GIVEN TASK:
Copy out the material below with "Query" changed to "Label" everywhere and nothing else altered. Leave out the pictures.

GIVEN DATA:

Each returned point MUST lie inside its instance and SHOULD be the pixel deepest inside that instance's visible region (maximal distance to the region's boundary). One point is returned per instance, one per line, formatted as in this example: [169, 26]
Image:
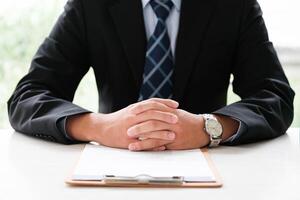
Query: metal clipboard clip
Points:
[143, 180]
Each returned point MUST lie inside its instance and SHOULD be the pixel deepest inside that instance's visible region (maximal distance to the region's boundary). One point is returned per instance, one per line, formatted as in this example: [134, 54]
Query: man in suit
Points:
[145, 53]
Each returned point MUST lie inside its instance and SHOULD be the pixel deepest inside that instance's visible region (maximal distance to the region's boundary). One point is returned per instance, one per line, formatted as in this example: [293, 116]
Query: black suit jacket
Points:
[216, 39]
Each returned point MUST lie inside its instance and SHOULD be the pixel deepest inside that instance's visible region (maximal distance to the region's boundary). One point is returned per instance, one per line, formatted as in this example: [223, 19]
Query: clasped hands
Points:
[152, 125]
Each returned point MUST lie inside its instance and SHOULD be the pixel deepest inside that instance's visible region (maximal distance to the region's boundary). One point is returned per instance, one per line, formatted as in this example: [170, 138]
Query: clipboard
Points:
[145, 180]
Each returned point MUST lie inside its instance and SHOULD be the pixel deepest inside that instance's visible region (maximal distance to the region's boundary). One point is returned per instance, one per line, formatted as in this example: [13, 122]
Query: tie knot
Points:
[162, 8]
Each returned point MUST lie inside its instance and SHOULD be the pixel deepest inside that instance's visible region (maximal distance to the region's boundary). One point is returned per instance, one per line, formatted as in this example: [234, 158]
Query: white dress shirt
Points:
[172, 21]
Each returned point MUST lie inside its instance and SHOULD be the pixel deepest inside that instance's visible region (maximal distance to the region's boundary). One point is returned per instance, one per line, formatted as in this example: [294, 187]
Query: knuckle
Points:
[153, 124]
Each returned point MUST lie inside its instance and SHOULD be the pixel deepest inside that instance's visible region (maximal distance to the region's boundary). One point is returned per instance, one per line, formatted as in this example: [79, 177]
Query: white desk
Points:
[31, 169]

REPLY TO THE EXERCISE:
Each returned point MUST lie inside its instance and SHOULD be the pixel deepest inside that instance's visible region (maximal distance to the region's boundary). One point is returned per instance, one per line, formatted as in this example: [169, 26]
Image:
Label: metal clipboard clip
Points:
[143, 180]
Each returned point MUST lie inside its instance and SHOULD be the pixel deepest inside that instance's visible region (maximal distance to the region's boundary). One point is returned per instance, one per line, formatted as in this example: [134, 54]
Label: man in suit
Points:
[145, 53]
Each returned point MUST lie inside its instance and SHOULD be the pixel deepest inside that instance's visible region (maximal distance to the region's boundary). One point is returned per instance, one per line, formatted as in this example: [293, 116]
Label: black suit jacket
Points:
[216, 39]
Each returned point MUST lie inside its instance and SHOULD be the pixel deepest inside that instance's visible region (maximal distance to the region's boundary). One point is returned per instance, one per line, formatted as in this example: [223, 19]
Label: clasped hands
Points:
[152, 125]
Each returned point MUST lie inside its instance and SHOULD be the pixel deepest inside that instance's visible region (maximal distance to the region's boundary). One point is returned per instance, one per line, formatted as in this example: [170, 138]
Label: clipboard
Points:
[145, 180]
Each returned point MUST lie inside its instance and SHOULD be the pixel deepest inside that instance's visible region (maximal distance to the region's boundary). One point is returned per instance, one per line, formatted as in this example: [13, 122]
Label: tie knot
Points:
[162, 8]
Each returned point MUST lie inside its instance and SHOULD be the pixel deepest inside that instance's visible region (maximal distance to the region's boundary). One point is returned per instance, one per line, formatted as in this example: [234, 158]
Label: white dress shirt
Points:
[172, 21]
Each returned point MUST lie inside its instance and SHOULD be the pixel deepest inside that instance's visible region (maximal distance to the region's boundary). One point is returned per instance, one per line, formatted as in this example: [294, 187]
Label: knuckle
Points:
[153, 124]
Each returned point MUST lie inside its instance and SHOULD be the pixel deepest inside that instance's visible region (maximal distance to the region's boundary). One point is returned per instance, one per line, formatted as in this example: [79, 177]
Label: white desk
Points:
[31, 169]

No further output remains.